*Short problem*
Put the following lines into a numbered list, and leave out any blank lines.

*Data provided*
** start **
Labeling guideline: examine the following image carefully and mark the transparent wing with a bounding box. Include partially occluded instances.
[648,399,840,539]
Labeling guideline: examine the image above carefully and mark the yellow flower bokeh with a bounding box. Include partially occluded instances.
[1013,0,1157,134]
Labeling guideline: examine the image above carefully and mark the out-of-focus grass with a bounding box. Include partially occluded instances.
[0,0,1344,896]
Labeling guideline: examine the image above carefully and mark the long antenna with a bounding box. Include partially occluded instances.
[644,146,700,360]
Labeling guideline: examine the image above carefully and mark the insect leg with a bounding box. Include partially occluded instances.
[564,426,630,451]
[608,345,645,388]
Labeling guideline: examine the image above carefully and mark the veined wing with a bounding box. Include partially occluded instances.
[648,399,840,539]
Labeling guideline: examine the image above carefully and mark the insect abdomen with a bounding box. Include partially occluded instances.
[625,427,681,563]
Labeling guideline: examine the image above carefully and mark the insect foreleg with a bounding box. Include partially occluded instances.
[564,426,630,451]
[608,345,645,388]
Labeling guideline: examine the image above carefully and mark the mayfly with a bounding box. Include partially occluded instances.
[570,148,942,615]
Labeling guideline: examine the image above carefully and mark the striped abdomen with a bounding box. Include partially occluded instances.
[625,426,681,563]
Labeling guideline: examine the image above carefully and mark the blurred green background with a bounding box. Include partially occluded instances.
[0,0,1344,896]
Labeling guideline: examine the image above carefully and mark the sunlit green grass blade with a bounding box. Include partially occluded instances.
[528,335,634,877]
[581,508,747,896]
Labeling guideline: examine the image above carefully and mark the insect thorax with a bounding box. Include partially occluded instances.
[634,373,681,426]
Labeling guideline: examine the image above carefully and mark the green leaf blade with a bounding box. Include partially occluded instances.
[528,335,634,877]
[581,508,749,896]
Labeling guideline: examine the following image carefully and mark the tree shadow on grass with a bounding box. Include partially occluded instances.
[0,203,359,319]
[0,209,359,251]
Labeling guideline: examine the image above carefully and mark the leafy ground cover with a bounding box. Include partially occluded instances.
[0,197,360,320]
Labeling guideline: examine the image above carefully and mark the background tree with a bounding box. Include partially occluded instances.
** end **
*Response to the task*
1. Labeling guideline: examine the following image carefully and mark the transparent wing with a bounding box. Include partially occluded instances.
2. [648,399,840,539]
3. Labeling guideline: examine the image above carefully and mark the yellow flower bokeh with a bounding box. Include partially occluded instances.
4. [1013,0,1157,134]
5. Labeling guideline: examine the image above carefully and mark the out-of-focus grass with a bounding box. Include partially occluded instances.
6. [0,0,1344,896]
7. Labeling guideline: examine the image above carefully and mark the long antenna with a bounding box. Include partially occluded instances.
8. [644,146,700,360]
9. Labeling guideline: examine the image above carefully and mark the insect leg with a bounding box. Include partially occluded instances.
10. [564,426,630,451]
11. [608,345,645,388]
12. Labeling guideline: examine the image above carefully and mark the veined wing with a bounding box. Include partially occluded instances.
13. [648,399,840,539]
14. Labeling guideline: examine the image above carefully and mark the insect abdomen with a bounding box. Include partially occluded instances.
15. [625,427,681,563]
16. Labeling guideline: examine the image above carefully and mark the insect foreleg with a bounding box. Include partially occluded instances.
17. [564,426,630,451]
18. [608,345,645,388]
19. Labeling guideline: examine the image above carefully and mark the mayfly with a bounding box. Include partially occluded instances.
20. [570,148,942,615]
21. Labeling guideline: examine the image above carefully and mark the striped abdomen with a bounding box. Include partially occluded instances.
22. [625,426,681,563]
23. Labeling guideline: examine the image above carefully and mark the blurred green background with a bounding box. Include partially occluded instances.
24. [0,0,1344,896]
25. Labeling guideline: examine the image above carefully and mark the sunlit green grass blade with a bounding box. Include partially occluded instances.
26. [528,335,634,877]
27. [581,508,747,896]
28. Labeling guideline: examine the image above carefully and mark the insect thorax with a bounding box. Include partially occluded instances.
29. [634,373,681,426]
30. Labeling guideline: examine the image above carefully and mark the green leaf blade with a bounding box. Include partially occluded instances.
31. [528,335,634,877]
32. [581,508,749,896]
33. Labeling guideline: examine the following image carefully and mark the tree shadow on grass with a bounding box. Include partially occluded instances.
34. [0,203,359,319]
35. [0,209,359,251]
36. Labeling guideline: examine the image above carefully and mark the leafy ground cover with a bounding box. Include partially occluded instances.
37. [0,197,360,320]
38. Labeling guideline: examine the image above carefully and mark the background tree with a bounding box. Include partially occluded instances.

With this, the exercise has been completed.